= Short exercise =
Retype the lines below word for word, leaving out the pictures.

= Data =
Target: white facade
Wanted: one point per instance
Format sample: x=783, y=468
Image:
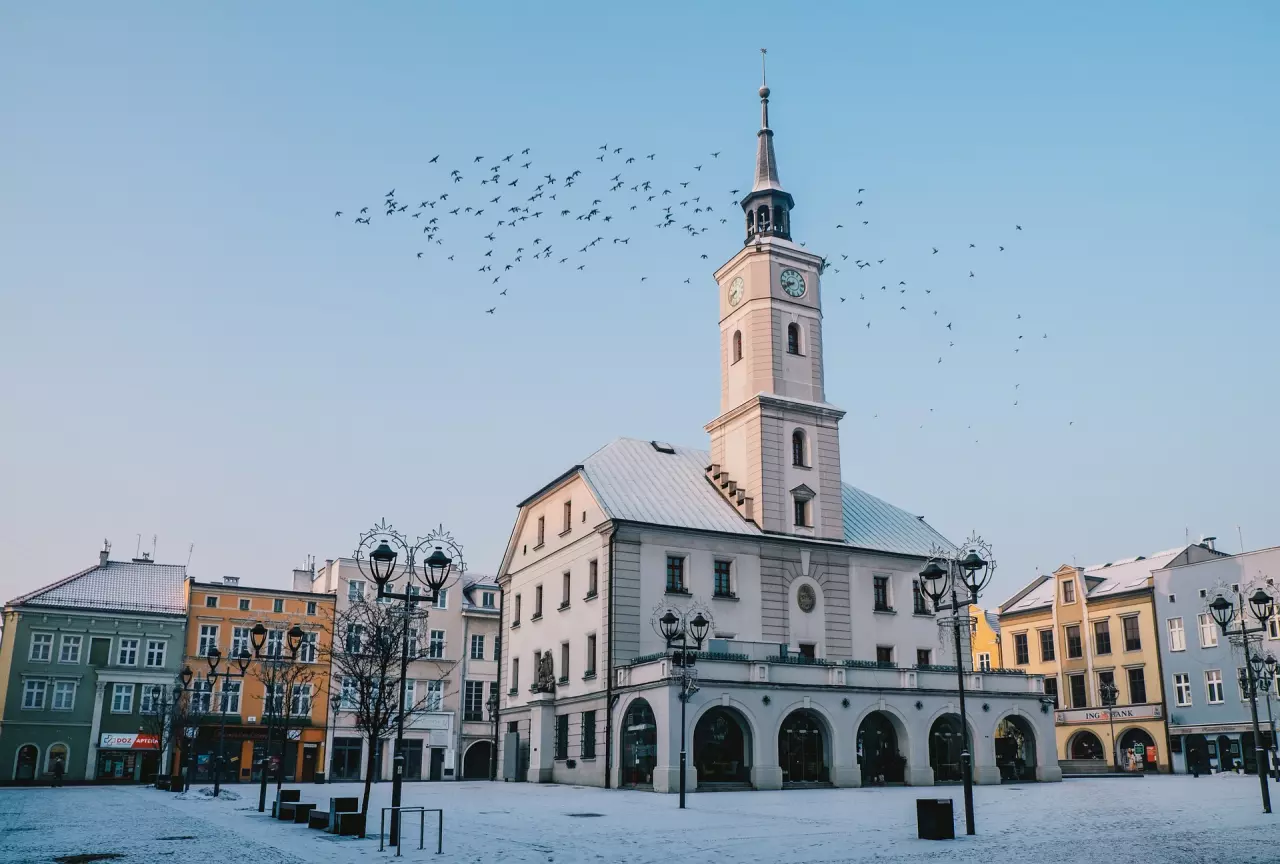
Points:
x=821, y=667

= Finished answer =
Target: white facade
Wanted: one point per instance
Format sample: x=783, y=468
Image:
Points:
x=821, y=667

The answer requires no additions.